RECORDS FOR THE TASK:
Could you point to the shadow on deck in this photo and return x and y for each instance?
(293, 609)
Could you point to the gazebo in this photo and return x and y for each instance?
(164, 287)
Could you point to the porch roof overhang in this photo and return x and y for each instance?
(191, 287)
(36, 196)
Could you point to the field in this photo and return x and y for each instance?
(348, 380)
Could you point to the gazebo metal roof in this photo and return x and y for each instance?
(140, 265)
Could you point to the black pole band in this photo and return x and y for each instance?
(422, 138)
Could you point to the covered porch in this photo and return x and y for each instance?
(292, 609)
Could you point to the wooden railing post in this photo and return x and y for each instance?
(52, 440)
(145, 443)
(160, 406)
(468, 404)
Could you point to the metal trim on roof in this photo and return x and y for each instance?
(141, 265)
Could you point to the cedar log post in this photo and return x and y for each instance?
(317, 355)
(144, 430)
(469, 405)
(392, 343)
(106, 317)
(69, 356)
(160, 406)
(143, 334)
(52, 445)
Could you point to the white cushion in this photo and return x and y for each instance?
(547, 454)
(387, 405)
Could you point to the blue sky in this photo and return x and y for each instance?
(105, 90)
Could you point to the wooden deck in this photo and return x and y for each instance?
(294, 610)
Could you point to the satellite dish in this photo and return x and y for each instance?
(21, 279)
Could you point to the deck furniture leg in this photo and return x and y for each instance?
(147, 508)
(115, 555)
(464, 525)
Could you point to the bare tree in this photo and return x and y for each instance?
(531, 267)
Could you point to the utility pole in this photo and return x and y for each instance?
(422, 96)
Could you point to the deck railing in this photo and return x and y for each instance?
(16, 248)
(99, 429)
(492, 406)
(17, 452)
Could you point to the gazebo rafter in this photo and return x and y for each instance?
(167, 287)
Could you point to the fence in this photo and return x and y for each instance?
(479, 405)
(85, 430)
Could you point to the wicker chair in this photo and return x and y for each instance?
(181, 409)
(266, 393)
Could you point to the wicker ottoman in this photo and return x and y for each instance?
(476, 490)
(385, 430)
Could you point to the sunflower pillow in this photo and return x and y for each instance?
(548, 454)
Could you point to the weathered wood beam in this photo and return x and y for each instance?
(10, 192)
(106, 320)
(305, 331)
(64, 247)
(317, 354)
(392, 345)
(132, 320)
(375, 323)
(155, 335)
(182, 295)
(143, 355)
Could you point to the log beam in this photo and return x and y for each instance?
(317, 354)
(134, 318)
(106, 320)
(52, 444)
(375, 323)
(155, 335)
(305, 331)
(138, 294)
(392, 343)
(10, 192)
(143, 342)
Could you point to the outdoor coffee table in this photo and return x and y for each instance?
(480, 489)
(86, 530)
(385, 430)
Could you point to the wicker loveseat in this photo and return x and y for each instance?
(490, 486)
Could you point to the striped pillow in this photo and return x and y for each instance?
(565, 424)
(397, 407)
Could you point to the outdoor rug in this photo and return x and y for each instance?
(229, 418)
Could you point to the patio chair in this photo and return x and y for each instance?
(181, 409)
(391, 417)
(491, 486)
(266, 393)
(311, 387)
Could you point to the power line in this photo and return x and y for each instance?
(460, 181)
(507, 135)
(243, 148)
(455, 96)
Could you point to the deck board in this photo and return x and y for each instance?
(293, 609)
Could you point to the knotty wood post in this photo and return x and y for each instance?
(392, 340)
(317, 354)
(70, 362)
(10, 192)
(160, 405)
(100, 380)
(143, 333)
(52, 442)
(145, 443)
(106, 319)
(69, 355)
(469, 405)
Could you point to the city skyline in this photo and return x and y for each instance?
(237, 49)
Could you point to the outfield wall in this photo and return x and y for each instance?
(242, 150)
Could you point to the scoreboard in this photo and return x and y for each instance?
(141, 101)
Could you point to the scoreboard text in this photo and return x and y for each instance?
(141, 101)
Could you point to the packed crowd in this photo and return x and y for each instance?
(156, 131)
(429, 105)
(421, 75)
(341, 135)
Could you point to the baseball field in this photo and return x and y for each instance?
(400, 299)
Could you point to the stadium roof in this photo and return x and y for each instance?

INSTRUCTIONS TO FOLLOW:
Rewrite the lines from the one containing "Could you point to the baseball" through the end of the records, replacing "instance" with "occurrence" and changing nothing else.

PROBLEM SOLUTION:
Could you point to the baseball field in this photo and return x and y for each occurrence?
(400, 299)
Could you point to the stadium roof in this photo and return x and y for each occurrence?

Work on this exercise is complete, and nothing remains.